#### DATASET EXTRACT
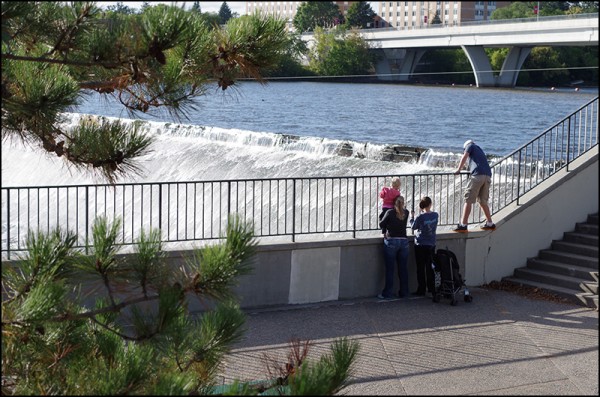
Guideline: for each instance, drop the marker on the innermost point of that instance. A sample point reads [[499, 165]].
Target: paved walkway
[[499, 344]]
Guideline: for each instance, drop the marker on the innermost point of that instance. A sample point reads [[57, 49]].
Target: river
[[291, 129]]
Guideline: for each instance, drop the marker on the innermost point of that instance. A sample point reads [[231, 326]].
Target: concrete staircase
[[569, 268]]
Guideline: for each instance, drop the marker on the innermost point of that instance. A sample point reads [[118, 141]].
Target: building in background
[[419, 14], [286, 9]]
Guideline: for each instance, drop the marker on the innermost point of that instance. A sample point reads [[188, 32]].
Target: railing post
[[8, 223], [413, 194], [293, 210], [568, 142], [519, 178], [160, 207], [228, 199], [87, 218], [354, 220]]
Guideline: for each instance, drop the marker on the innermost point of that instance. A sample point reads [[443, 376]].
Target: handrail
[[284, 207]]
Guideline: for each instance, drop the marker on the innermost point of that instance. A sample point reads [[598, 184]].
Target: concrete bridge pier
[[397, 64], [512, 66], [484, 75]]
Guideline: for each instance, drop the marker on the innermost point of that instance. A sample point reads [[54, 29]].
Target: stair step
[[561, 268], [575, 248], [589, 228], [565, 257], [581, 238], [560, 280], [590, 300], [591, 287], [575, 296]]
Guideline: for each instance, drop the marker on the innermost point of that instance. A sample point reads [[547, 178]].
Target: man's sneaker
[[487, 226], [460, 228]]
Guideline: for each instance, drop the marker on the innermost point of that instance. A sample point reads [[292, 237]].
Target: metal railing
[[346, 205]]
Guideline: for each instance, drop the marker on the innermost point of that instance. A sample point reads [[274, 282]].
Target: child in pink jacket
[[389, 194]]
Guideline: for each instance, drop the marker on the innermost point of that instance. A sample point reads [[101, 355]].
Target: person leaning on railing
[[478, 186], [395, 249]]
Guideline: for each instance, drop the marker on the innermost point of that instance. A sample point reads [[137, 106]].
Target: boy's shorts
[[478, 189]]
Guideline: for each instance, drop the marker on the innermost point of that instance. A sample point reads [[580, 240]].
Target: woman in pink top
[[389, 194]]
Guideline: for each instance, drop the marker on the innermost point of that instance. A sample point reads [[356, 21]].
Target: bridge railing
[[483, 22], [284, 208]]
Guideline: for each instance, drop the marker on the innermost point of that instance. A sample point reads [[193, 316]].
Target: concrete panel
[[543, 215], [361, 273], [315, 275], [269, 283]]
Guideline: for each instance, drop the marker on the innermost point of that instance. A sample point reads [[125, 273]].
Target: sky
[[238, 7]]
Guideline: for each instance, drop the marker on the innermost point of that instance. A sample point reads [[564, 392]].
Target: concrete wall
[[318, 271], [306, 272]]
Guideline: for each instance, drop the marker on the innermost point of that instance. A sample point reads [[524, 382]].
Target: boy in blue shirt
[[478, 186], [424, 226]]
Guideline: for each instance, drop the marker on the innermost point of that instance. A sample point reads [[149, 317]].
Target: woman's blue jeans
[[395, 252]]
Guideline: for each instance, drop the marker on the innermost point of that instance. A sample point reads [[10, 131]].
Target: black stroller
[[449, 282]]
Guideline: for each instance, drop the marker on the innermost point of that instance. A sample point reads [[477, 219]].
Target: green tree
[[225, 13], [196, 7], [517, 9], [54, 52], [120, 8], [137, 335], [290, 64], [540, 58], [338, 52], [360, 15], [312, 14]]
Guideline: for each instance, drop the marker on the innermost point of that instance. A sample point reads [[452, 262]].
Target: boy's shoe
[[487, 226], [460, 228]]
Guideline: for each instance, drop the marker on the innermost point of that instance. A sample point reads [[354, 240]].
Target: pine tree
[[95, 322], [225, 13], [162, 58]]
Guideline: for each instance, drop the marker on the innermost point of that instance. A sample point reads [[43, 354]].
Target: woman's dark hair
[[425, 202]]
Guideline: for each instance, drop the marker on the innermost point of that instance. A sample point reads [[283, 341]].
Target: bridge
[[402, 49]]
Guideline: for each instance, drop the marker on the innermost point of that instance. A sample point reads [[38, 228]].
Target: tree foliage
[[100, 323], [225, 13], [53, 53], [338, 52], [360, 15], [313, 14]]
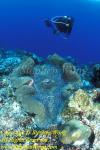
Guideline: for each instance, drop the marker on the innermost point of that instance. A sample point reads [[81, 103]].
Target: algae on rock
[[75, 133]]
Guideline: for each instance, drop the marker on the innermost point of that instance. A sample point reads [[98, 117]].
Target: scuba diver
[[60, 25]]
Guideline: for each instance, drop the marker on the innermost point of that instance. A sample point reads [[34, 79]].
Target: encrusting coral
[[80, 104], [25, 68], [70, 73]]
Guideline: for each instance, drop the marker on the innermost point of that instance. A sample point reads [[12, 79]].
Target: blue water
[[22, 26]]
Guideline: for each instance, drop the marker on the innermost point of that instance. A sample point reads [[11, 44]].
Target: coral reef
[[48, 95], [70, 73], [25, 68], [96, 76]]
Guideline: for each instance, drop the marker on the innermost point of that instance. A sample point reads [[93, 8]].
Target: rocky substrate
[[49, 94]]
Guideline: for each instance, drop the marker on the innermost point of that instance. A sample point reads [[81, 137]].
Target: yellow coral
[[81, 101]]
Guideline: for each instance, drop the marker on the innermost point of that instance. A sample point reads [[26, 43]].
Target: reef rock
[[24, 95], [67, 90], [75, 132], [81, 101], [25, 68], [80, 104], [96, 76], [48, 83], [70, 73], [20, 81]]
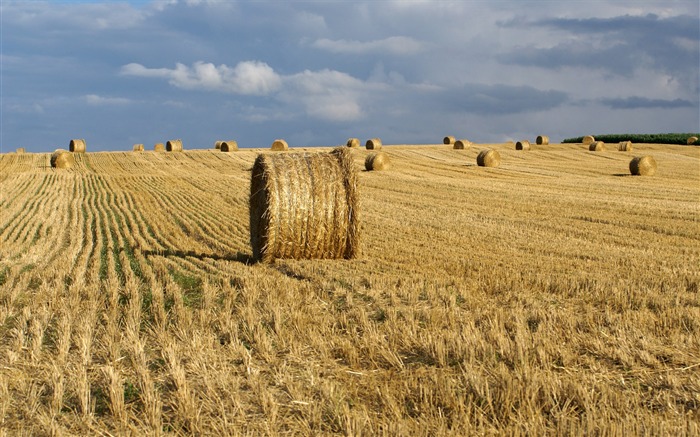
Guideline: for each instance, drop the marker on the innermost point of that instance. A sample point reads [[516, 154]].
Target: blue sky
[[318, 72]]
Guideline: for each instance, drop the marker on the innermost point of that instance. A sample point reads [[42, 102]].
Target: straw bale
[[304, 205], [488, 158]]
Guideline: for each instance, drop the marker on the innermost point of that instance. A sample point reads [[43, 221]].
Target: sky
[[316, 73]]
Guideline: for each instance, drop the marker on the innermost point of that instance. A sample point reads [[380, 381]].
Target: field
[[554, 294]]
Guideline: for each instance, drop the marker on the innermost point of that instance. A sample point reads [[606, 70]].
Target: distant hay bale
[[173, 146], [377, 161], [625, 146], [643, 166], [448, 140], [280, 145], [304, 205], [523, 145], [488, 158], [62, 158], [596, 146], [373, 144], [228, 146], [77, 146]]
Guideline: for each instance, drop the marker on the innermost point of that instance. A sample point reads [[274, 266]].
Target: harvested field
[[554, 294]]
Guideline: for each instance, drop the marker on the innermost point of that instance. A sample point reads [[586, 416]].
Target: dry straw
[[488, 158], [229, 146], [62, 158], [377, 161], [77, 146], [625, 146], [523, 145], [173, 146], [643, 166], [280, 145], [373, 144], [304, 205]]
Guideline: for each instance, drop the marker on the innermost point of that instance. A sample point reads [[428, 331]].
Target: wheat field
[[555, 294]]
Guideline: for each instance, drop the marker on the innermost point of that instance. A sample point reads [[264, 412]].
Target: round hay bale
[[373, 144], [229, 146], [461, 144], [280, 145], [488, 158], [625, 146], [377, 161], [77, 146], [596, 146], [523, 145], [62, 158], [304, 206], [173, 146], [448, 140]]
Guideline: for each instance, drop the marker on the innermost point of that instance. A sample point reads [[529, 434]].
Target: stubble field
[[554, 294]]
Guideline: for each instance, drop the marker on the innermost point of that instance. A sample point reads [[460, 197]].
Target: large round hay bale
[[488, 158], [377, 161], [62, 158], [304, 205], [523, 145], [625, 146], [229, 146], [596, 146], [373, 144], [173, 146], [461, 144], [643, 166], [77, 146], [280, 145]]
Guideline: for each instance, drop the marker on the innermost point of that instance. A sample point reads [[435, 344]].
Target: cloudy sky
[[318, 72]]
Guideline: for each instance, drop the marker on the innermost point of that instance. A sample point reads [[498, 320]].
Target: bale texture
[[373, 144], [228, 146], [280, 145], [62, 158], [488, 158], [625, 146], [523, 145], [77, 146], [304, 206], [173, 146], [596, 146], [448, 140], [643, 166], [377, 161], [461, 144]]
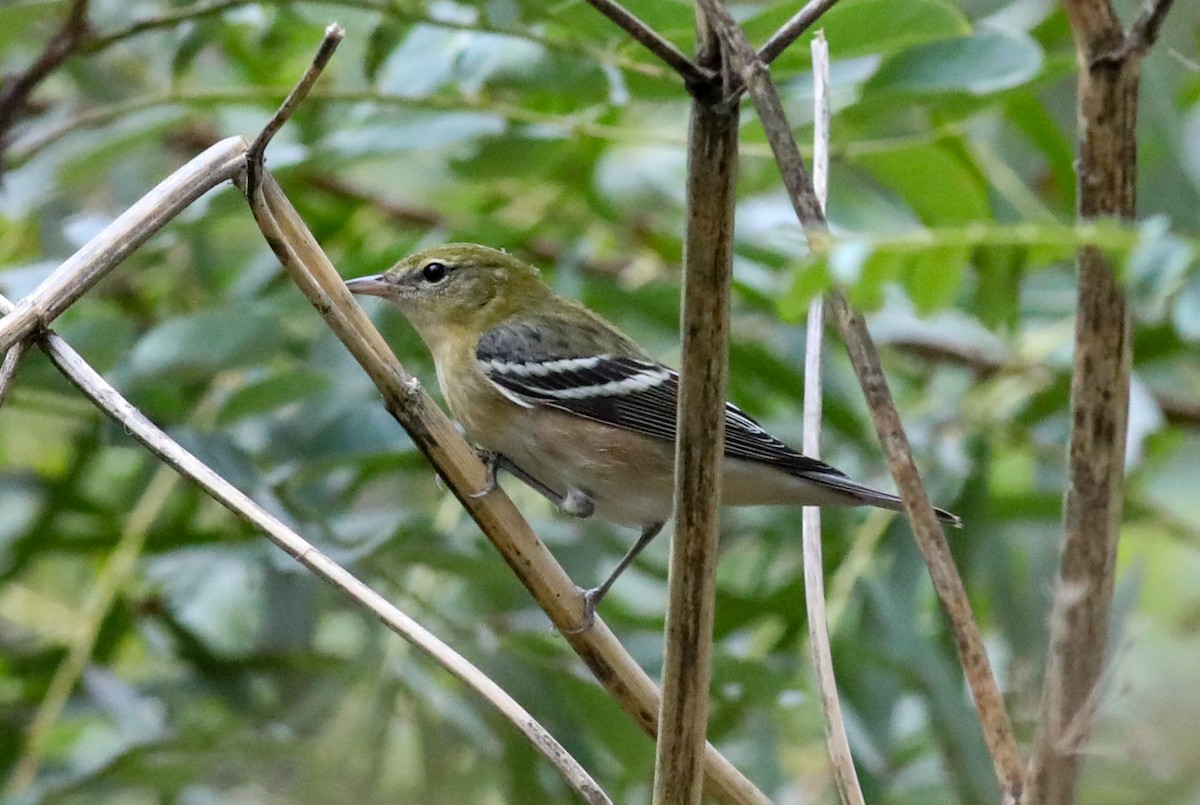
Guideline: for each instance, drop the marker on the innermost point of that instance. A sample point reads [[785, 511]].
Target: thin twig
[[9, 368], [109, 400], [989, 703], [840, 758], [118, 240], [1143, 34], [693, 74], [256, 155], [461, 469], [793, 29], [700, 443], [462, 472]]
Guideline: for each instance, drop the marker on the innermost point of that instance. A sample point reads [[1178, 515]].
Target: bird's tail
[[864, 496]]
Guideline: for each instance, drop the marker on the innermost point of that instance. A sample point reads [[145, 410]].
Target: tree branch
[[1107, 109], [841, 761], [119, 239], [793, 29], [15, 90], [461, 469], [989, 703], [693, 74], [462, 472], [111, 401], [9, 368]]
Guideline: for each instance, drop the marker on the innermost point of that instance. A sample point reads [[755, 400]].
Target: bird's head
[[455, 286]]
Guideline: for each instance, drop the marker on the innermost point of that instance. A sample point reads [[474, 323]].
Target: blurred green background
[[225, 673]]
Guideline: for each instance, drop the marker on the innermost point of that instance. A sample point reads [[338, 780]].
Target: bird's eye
[[435, 271]]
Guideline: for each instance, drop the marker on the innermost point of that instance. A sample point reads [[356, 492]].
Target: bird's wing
[[627, 391]]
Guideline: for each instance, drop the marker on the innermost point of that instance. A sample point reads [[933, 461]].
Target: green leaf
[[987, 61], [203, 343], [934, 277], [855, 28], [937, 181]]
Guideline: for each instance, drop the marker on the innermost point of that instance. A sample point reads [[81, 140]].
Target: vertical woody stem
[[1109, 70], [708, 256]]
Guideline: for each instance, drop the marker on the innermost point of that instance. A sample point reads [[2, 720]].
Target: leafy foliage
[[225, 673]]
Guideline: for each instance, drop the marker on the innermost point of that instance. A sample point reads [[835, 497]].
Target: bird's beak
[[370, 286]]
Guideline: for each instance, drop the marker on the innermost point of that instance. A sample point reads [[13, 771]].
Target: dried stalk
[[118, 240], [9, 367], [700, 443], [840, 758], [989, 703], [1109, 71], [461, 469], [693, 73], [111, 401]]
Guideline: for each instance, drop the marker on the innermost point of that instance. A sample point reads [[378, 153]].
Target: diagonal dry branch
[[109, 400], [693, 73], [931, 540], [118, 240], [461, 469]]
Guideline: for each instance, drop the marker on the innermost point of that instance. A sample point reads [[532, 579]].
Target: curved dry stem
[[928, 532], [119, 239], [462, 472]]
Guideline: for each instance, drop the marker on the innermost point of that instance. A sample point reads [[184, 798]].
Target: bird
[[564, 401]]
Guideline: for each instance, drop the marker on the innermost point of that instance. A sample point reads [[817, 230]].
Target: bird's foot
[[591, 599], [576, 503], [492, 464]]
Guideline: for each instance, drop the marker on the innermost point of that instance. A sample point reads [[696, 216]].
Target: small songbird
[[568, 403]]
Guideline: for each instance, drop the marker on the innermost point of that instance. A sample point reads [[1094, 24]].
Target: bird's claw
[[589, 612], [492, 464], [576, 503]]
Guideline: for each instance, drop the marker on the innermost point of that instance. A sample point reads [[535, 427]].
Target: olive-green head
[[456, 286]]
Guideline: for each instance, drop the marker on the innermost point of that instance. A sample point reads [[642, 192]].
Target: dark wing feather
[[635, 394]]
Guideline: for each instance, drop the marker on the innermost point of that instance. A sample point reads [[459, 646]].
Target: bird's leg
[[575, 503], [492, 466], [592, 598]]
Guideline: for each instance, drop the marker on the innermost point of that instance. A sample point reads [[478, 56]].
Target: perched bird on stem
[[573, 407]]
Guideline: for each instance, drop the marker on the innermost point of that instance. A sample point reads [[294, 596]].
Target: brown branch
[[9, 367], [257, 152], [989, 703], [15, 90], [111, 402], [693, 73], [841, 761], [462, 472], [700, 443], [1107, 109], [423, 217], [1144, 31], [119, 239], [793, 29]]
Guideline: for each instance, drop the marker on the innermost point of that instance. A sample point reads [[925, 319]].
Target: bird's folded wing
[[634, 394]]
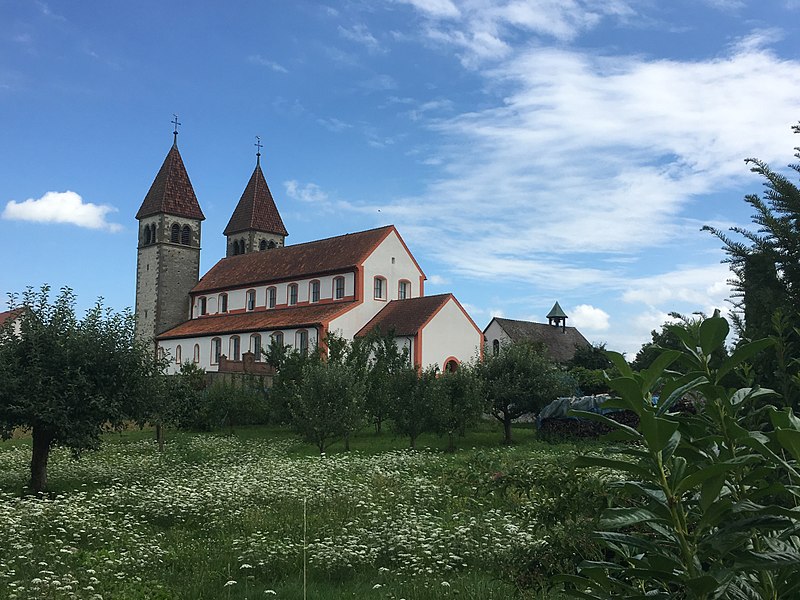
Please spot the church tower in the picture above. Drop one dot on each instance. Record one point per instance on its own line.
(168, 258)
(255, 224)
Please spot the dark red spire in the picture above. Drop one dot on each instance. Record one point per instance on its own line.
(172, 192)
(256, 209)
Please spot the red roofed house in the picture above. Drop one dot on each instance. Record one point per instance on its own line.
(263, 290)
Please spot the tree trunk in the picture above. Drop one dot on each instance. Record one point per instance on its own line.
(160, 436)
(42, 440)
(507, 429)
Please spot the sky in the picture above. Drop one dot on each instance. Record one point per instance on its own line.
(528, 151)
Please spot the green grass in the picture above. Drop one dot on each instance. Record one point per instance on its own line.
(222, 516)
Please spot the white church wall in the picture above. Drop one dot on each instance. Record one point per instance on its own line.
(450, 334)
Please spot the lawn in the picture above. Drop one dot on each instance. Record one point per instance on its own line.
(233, 514)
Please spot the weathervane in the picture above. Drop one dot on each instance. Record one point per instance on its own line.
(175, 131)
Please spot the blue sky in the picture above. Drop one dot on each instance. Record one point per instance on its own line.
(528, 151)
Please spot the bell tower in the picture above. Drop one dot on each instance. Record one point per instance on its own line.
(256, 223)
(168, 252)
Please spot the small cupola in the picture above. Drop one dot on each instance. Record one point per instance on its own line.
(557, 317)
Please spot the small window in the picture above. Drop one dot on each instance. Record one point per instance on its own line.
(216, 350)
(338, 288)
(313, 291)
(255, 345)
(302, 341)
(235, 348)
(380, 288)
(277, 338)
(404, 290)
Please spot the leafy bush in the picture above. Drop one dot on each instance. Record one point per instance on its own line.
(711, 506)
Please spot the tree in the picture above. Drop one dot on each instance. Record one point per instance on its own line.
(766, 271)
(413, 394)
(520, 379)
(459, 403)
(67, 379)
(328, 403)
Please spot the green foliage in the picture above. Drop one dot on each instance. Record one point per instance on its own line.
(459, 403)
(414, 393)
(520, 379)
(67, 379)
(708, 509)
(328, 401)
(766, 269)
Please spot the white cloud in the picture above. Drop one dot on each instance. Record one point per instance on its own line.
(257, 59)
(590, 318)
(361, 35)
(309, 192)
(61, 207)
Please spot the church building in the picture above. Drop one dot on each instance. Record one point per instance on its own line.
(265, 290)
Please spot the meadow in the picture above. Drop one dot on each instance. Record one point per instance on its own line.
(255, 513)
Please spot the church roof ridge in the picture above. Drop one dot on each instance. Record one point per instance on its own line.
(256, 208)
(171, 191)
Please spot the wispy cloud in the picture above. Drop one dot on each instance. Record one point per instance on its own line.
(61, 207)
(305, 192)
(361, 35)
(257, 59)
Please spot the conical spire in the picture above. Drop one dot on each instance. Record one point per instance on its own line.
(256, 210)
(171, 192)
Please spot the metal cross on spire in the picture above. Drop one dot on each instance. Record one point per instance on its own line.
(175, 131)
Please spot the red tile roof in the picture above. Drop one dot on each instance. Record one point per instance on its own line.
(256, 209)
(330, 255)
(10, 315)
(171, 191)
(406, 317)
(302, 316)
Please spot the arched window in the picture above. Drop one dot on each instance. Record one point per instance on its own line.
(338, 288)
(255, 345)
(302, 341)
(403, 290)
(380, 288)
(277, 339)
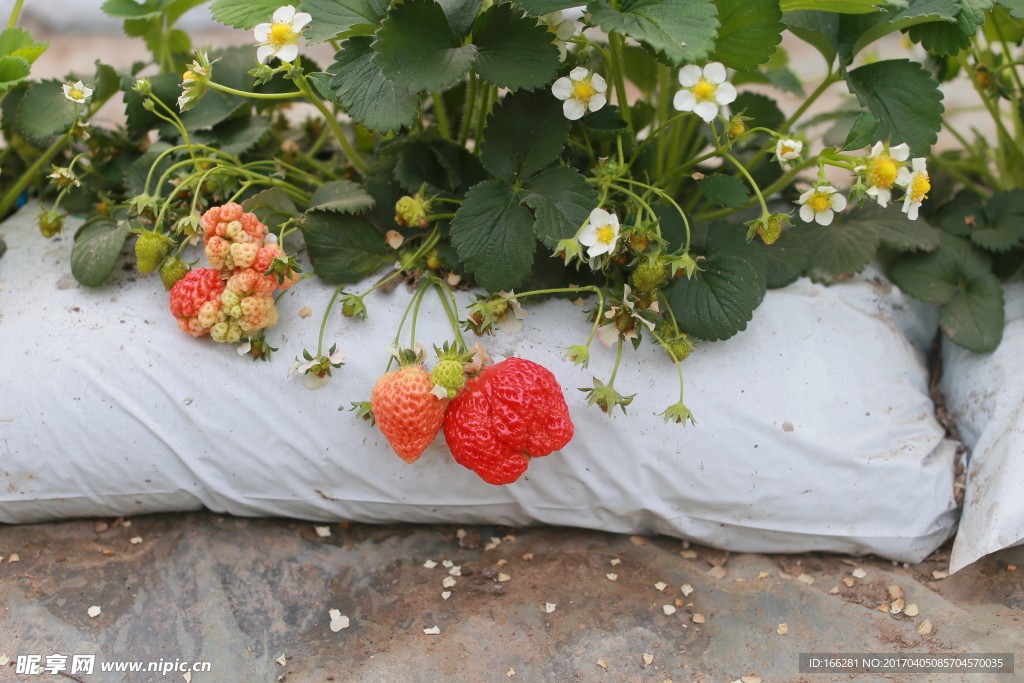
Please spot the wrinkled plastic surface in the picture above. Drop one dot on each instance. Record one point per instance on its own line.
(815, 430)
(985, 397)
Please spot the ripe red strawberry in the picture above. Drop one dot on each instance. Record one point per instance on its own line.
(407, 413)
(511, 412)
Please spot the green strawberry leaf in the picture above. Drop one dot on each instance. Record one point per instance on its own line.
(343, 248)
(862, 133)
(525, 132)
(127, 9)
(272, 207)
(513, 51)
(1004, 227)
(843, 248)
(494, 236)
(462, 14)
(960, 279)
(724, 189)
(762, 111)
(97, 246)
(750, 33)
(539, 7)
(787, 258)
(367, 95)
(679, 32)
(19, 43)
(719, 300)
(818, 29)
(342, 17)
(341, 196)
(859, 31)
(244, 13)
(561, 200)
(1016, 7)
(895, 229)
(441, 165)
(840, 6)
(44, 112)
(12, 72)
(904, 98)
(936, 276)
(236, 136)
(974, 317)
(417, 48)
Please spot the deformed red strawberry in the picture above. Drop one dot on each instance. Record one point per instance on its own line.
(511, 412)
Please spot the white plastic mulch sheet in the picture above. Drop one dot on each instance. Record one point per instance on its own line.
(985, 396)
(815, 430)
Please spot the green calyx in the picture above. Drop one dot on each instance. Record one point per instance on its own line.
(151, 249)
(649, 273)
(173, 270)
(449, 373)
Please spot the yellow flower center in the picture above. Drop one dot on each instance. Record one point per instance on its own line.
(282, 34)
(704, 91)
(819, 202)
(605, 235)
(920, 186)
(882, 171)
(584, 90)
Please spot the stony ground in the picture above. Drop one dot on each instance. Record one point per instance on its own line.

#### EXERCISE DETAILS
All lines above from the one with "reads [[13, 771]]." to the one with "reads [[184, 798]].", inclusive, should be copied exactly, and no other lines.

#### ANSWER SECTION
Guideline: for each instance, drop the marker on the innermost point of that instance. A sample point reads [[13, 771]].
Target: dried stalk
[[118, 240], [9, 367], [700, 443], [840, 758], [989, 703], [1109, 71], [461, 469], [693, 73], [111, 401]]
Guideline: for each instance, drop the marker on the innermost point of that instance. A sample point reads [[378, 153]].
Target: diagonal dry branch
[[109, 400], [693, 73], [931, 540], [118, 240], [461, 469]]
Guideline: for each instance, drop the marker on the innermost point of that instance. A sample point reads [[532, 579]].
Target: curved dry stem
[[928, 532], [119, 239], [462, 472]]
Guideline: for each instance, drop the marker on the innermost point of that instance. A sample point reads [[184, 798]].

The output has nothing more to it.